◆ **Directions**
• a. According to the thread pool feature description, which privilege does the variable thread_pool_avoid_yield require?
• b. Quote the thread pool feature description word for word, starting with "To address this, we" and going on through "under thread-pool saturation.".
• c. Continue the thread pool feature description from the point at which it stops.

-------- Page extract --------

To address this, we introduce a mechanism that allows sessions to retain their worker thread while in a critical state. This ensures that these connections can always proceed to release locks or complete transactions, even under thread-pool saturation.
ProxySQL implements a similar idea at the connection-pooling level (disabling multiplexing when locks or transactions are active), which partially motivated this feature. Unlike ProxySQL, MariaDB’s solution will be configurable and fine-grained.
Description
Add a new SET-variable, "thread_pool_avoid_yield", to specify conditions under which a connection should NOT yield its OS thread back to the thread pool. Connections in this state:
- Have thread priority shown as "highest" in Information Schema threadpool-related tables (current levels are "high" and "normal").
- Keep their sockets out of epoll/IOCP sets and wait directly for client network data, similar to a thread-per-connection model.
This ensures that sessions holding critical locks or in active transactions retain their worker thread until they can safely release locks.
Variable: thread_pool_avoid_yield
- Type: SET, global/session
- Privilege: CONNECTION_ADMIN
- Default: never (decide later)
- Values:
- never — always yield (current behavior)

-------- Data rows --------

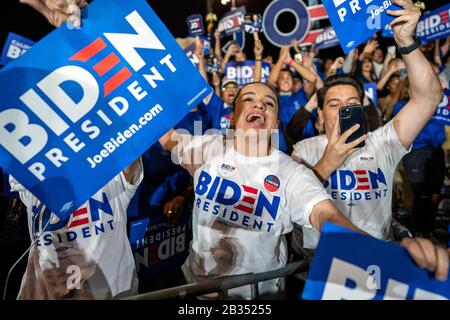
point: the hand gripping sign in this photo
(83, 104)
(351, 266)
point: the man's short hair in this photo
(339, 80)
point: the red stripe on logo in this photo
(244, 208)
(119, 78)
(106, 64)
(89, 51)
(80, 212)
(249, 200)
(312, 36)
(317, 12)
(79, 222)
(250, 189)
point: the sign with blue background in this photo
(352, 266)
(355, 21)
(302, 22)
(15, 46)
(434, 25)
(387, 32)
(232, 22)
(195, 25)
(158, 246)
(83, 104)
(442, 115)
(327, 39)
(243, 72)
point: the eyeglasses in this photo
(231, 87)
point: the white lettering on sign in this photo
(350, 282)
(59, 109)
(344, 7)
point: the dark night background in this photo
(21, 19)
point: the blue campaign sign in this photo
(195, 25)
(15, 46)
(302, 21)
(158, 246)
(434, 25)
(352, 266)
(442, 114)
(253, 23)
(83, 104)
(387, 32)
(232, 22)
(327, 39)
(371, 92)
(355, 21)
(244, 72)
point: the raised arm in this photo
(275, 72)
(258, 50)
(217, 45)
(425, 88)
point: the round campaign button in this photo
(272, 183)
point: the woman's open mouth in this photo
(256, 120)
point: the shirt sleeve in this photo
(190, 152)
(130, 188)
(305, 192)
(212, 108)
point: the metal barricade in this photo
(223, 284)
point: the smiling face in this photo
(285, 81)
(367, 65)
(229, 92)
(378, 55)
(256, 107)
(337, 97)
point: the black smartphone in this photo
(348, 117)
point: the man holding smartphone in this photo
(360, 180)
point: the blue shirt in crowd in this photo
(433, 135)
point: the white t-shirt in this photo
(91, 245)
(362, 187)
(243, 207)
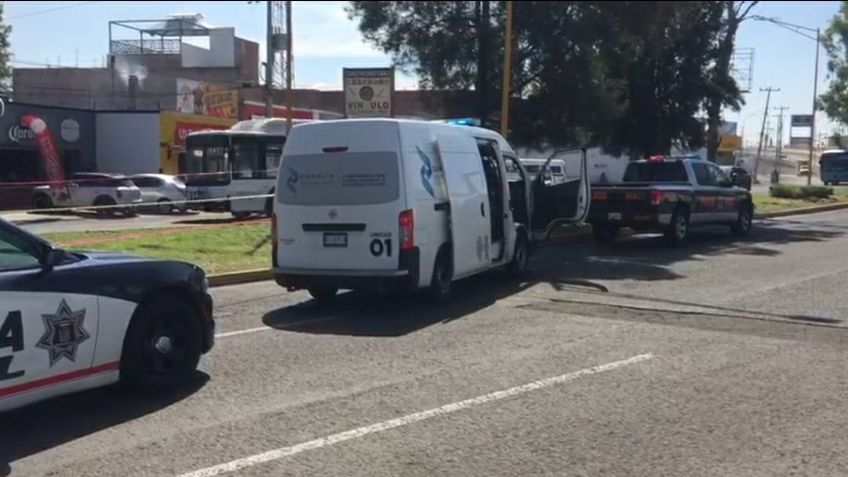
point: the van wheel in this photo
(678, 229)
(42, 201)
(323, 294)
(440, 283)
(518, 266)
(605, 233)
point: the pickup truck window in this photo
(655, 172)
(703, 175)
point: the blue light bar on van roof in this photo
(463, 121)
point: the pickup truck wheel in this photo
(605, 233)
(678, 229)
(743, 223)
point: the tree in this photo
(627, 74)
(724, 91)
(5, 55)
(834, 101)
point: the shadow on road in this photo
(221, 220)
(57, 421)
(563, 266)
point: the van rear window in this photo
(351, 178)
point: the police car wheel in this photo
(743, 223)
(162, 346)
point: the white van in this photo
(398, 204)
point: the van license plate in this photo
(335, 240)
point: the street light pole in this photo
(813, 119)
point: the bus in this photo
(834, 166)
(222, 166)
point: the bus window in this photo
(273, 155)
(246, 160)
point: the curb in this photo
(238, 278)
(802, 210)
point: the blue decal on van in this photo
(292, 180)
(426, 172)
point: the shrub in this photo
(786, 191)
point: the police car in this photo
(72, 321)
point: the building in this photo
(153, 65)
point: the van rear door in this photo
(567, 202)
(339, 197)
(470, 225)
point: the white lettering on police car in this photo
(11, 336)
(63, 333)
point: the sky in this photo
(325, 41)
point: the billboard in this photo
(368, 92)
(206, 99)
(801, 120)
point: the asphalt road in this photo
(725, 357)
(49, 223)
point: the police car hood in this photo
(112, 256)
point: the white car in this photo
(74, 321)
(164, 192)
(88, 189)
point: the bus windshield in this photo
(217, 159)
(207, 160)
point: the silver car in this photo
(161, 192)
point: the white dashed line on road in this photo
(229, 334)
(284, 452)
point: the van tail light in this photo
(274, 239)
(656, 197)
(406, 223)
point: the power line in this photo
(51, 10)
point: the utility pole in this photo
(813, 119)
(481, 8)
(269, 61)
(289, 68)
(507, 71)
(768, 91)
(779, 148)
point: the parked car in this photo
(164, 193)
(71, 321)
(86, 189)
(670, 195)
(739, 176)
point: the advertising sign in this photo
(206, 99)
(802, 120)
(368, 92)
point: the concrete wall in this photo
(128, 142)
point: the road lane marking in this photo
(243, 332)
(283, 452)
(270, 328)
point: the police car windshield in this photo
(655, 171)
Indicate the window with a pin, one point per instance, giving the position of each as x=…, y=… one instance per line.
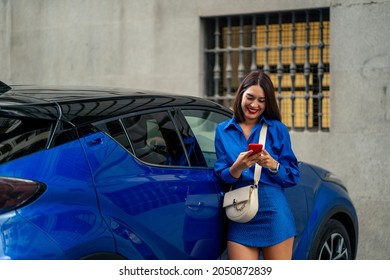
x=292, y=47
x=22, y=137
x=203, y=125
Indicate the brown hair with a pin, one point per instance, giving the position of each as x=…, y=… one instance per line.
x=272, y=111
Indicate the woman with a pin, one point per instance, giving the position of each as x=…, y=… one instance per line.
x=272, y=230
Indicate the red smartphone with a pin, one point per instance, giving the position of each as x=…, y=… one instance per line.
x=256, y=148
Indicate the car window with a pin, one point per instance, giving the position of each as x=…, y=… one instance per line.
x=21, y=137
x=203, y=124
x=115, y=130
x=155, y=140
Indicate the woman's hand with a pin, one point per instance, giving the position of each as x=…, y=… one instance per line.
x=244, y=161
x=266, y=160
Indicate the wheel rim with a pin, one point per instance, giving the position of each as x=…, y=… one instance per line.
x=334, y=248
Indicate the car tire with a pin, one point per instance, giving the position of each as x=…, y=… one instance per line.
x=332, y=243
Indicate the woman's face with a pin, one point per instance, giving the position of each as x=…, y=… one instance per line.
x=253, y=103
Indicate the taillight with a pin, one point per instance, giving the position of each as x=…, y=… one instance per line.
x=15, y=193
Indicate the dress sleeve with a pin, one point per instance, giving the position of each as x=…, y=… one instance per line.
x=222, y=166
x=288, y=174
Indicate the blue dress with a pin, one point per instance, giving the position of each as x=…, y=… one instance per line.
x=274, y=221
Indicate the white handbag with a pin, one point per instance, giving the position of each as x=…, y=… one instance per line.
x=242, y=204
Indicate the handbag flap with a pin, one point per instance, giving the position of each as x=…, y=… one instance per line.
x=237, y=196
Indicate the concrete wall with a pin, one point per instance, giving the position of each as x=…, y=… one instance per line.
x=152, y=44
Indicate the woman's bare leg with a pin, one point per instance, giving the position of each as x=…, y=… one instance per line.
x=238, y=251
x=280, y=251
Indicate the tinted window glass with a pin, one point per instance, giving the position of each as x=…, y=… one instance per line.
x=115, y=130
x=203, y=124
x=155, y=140
x=21, y=137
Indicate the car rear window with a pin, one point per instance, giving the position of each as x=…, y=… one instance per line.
x=21, y=137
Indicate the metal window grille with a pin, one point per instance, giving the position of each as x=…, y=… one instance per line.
x=292, y=47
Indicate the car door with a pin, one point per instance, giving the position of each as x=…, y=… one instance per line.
x=156, y=190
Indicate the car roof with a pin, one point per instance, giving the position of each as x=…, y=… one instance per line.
x=85, y=104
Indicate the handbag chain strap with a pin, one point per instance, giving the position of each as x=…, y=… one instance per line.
x=263, y=135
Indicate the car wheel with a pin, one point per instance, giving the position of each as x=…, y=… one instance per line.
x=332, y=243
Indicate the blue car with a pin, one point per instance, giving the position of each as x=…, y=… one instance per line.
x=90, y=173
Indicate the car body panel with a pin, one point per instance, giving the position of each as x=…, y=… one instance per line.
x=133, y=194
x=65, y=219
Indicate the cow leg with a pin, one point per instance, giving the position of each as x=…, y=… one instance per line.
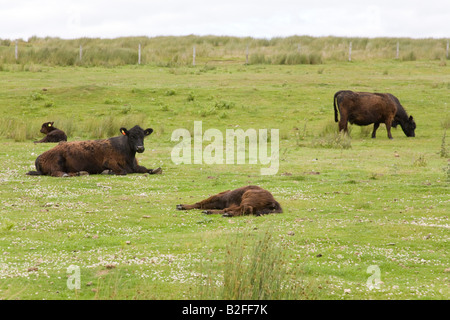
x=388, y=128
x=59, y=174
x=234, y=211
x=375, y=127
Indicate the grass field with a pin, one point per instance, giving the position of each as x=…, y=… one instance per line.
x=349, y=203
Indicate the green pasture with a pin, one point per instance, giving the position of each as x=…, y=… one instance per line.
x=349, y=202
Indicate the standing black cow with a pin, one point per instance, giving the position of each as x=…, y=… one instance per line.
x=115, y=154
x=364, y=108
x=52, y=134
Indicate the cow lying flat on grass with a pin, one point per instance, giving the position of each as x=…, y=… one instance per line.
x=363, y=108
x=52, y=134
x=116, y=155
x=243, y=201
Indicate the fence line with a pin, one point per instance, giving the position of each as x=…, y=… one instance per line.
x=247, y=52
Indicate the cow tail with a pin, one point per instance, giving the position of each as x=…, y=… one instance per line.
x=334, y=105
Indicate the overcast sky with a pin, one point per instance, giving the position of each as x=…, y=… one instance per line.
x=260, y=18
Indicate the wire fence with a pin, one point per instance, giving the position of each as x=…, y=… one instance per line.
x=193, y=50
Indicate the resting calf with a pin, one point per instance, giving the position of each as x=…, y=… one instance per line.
x=243, y=201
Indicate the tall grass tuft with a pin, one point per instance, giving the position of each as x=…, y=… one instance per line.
x=256, y=271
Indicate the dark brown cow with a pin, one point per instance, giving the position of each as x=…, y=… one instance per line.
x=116, y=155
x=243, y=201
x=364, y=108
x=52, y=134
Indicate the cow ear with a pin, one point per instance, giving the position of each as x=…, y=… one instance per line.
x=148, y=131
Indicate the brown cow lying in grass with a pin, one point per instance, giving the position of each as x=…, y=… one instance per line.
x=364, y=108
x=52, y=134
x=243, y=201
x=116, y=155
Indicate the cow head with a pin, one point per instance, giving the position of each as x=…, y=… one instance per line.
x=46, y=127
x=136, y=137
x=409, y=126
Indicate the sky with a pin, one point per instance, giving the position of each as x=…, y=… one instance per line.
x=22, y=19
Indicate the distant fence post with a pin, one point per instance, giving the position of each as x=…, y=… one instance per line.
x=246, y=55
x=139, y=54
x=447, y=49
x=350, y=52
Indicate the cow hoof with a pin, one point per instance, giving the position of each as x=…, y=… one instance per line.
x=156, y=171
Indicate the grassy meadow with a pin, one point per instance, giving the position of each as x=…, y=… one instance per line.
x=349, y=202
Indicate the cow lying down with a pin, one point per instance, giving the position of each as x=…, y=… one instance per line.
x=243, y=201
x=52, y=134
x=115, y=155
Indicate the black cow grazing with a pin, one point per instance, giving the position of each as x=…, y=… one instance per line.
x=52, y=134
x=243, y=201
x=116, y=155
x=363, y=108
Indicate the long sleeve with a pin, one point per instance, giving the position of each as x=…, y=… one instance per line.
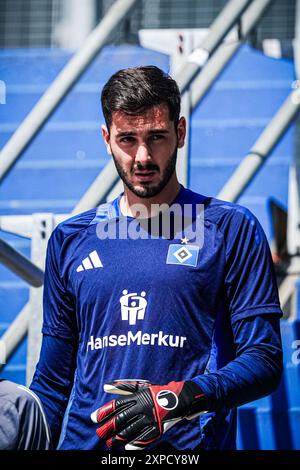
x=55, y=371
x=53, y=380
x=254, y=373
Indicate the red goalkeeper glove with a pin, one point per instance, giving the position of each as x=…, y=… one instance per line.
x=147, y=411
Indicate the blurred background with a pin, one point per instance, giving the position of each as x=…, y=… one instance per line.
x=237, y=64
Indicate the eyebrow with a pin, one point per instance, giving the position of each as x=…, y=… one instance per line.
x=132, y=133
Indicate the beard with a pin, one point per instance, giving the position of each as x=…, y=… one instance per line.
x=148, y=190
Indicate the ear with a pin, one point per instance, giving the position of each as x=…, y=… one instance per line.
x=106, y=138
x=181, y=131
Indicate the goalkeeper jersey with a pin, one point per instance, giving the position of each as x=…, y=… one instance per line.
x=125, y=302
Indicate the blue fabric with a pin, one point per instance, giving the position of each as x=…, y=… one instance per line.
x=116, y=309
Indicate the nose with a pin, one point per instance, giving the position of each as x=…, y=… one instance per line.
x=143, y=154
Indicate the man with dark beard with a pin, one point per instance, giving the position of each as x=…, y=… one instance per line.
x=184, y=324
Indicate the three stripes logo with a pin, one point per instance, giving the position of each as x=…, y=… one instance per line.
x=90, y=262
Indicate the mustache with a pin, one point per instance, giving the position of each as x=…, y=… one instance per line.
x=147, y=167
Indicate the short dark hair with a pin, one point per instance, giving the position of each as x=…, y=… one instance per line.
x=135, y=90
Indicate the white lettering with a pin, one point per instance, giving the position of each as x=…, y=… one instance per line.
x=162, y=339
x=122, y=340
x=145, y=338
x=139, y=338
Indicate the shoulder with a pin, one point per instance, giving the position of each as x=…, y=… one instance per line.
x=72, y=226
x=227, y=217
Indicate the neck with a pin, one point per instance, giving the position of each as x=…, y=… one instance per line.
x=166, y=196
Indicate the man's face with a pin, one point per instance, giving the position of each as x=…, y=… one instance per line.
x=144, y=148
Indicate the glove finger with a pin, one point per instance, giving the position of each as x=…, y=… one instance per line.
x=125, y=386
x=107, y=430
x=122, y=413
x=130, y=432
x=105, y=412
x=149, y=435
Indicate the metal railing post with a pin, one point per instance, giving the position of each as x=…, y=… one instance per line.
x=217, y=31
x=225, y=52
x=43, y=225
x=20, y=265
x=262, y=148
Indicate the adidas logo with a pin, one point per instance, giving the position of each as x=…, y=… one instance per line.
x=91, y=262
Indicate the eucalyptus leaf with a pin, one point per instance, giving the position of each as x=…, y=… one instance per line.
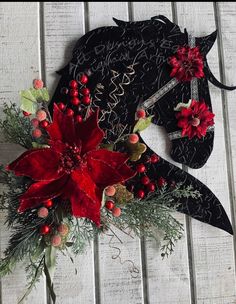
x=40, y=94
x=142, y=124
x=50, y=260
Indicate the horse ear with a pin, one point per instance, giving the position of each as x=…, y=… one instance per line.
x=120, y=22
x=205, y=43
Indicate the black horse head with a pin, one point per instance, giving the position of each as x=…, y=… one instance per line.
x=126, y=65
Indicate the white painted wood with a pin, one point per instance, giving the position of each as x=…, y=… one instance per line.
x=168, y=280
x=227, y=15
x=116, y=283
x=170, y=276
x=63, y=26
x=212, y=249
x=19, y=65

--------

◆ **Answers in order**
• a. CONNECTION_ADMIN

• b.
To address this, we introduce a mechanism that allows sessions to retain their worker thread while in a critical state. This ensures that these connections can always proceed to release locks or complete transactions, even under thread-pool saturation.

• c.
- global_lock — holding FTWRL
- table_lock — holding explicit table locks
- user_lock — holding user-level locks (GET_LOCK(), etc.)
- transaction — active transaction (there is a possibility of row locks)
- mdl_lock — holding any MDL
- always — never yield; emulate thread-per-connection session behavior. meant to be temporary for high priority administration tasks.
Examples:
SET GLOBAL thread_pool_avoid_yield='transaction, mdl_lock';
SET SESSION thread_pool_avoid_yield='always';
Benefits
- Prevents deadlocks caused by thread-pool saturation.
- Provides fine-grained control over yield behavior.
- Enables per-session temporary “thread-per-connection”-like mode (`always`) for privileged users, which reduces the need for extra_port variable usage, it was introduced exactly because of deadlock possibility.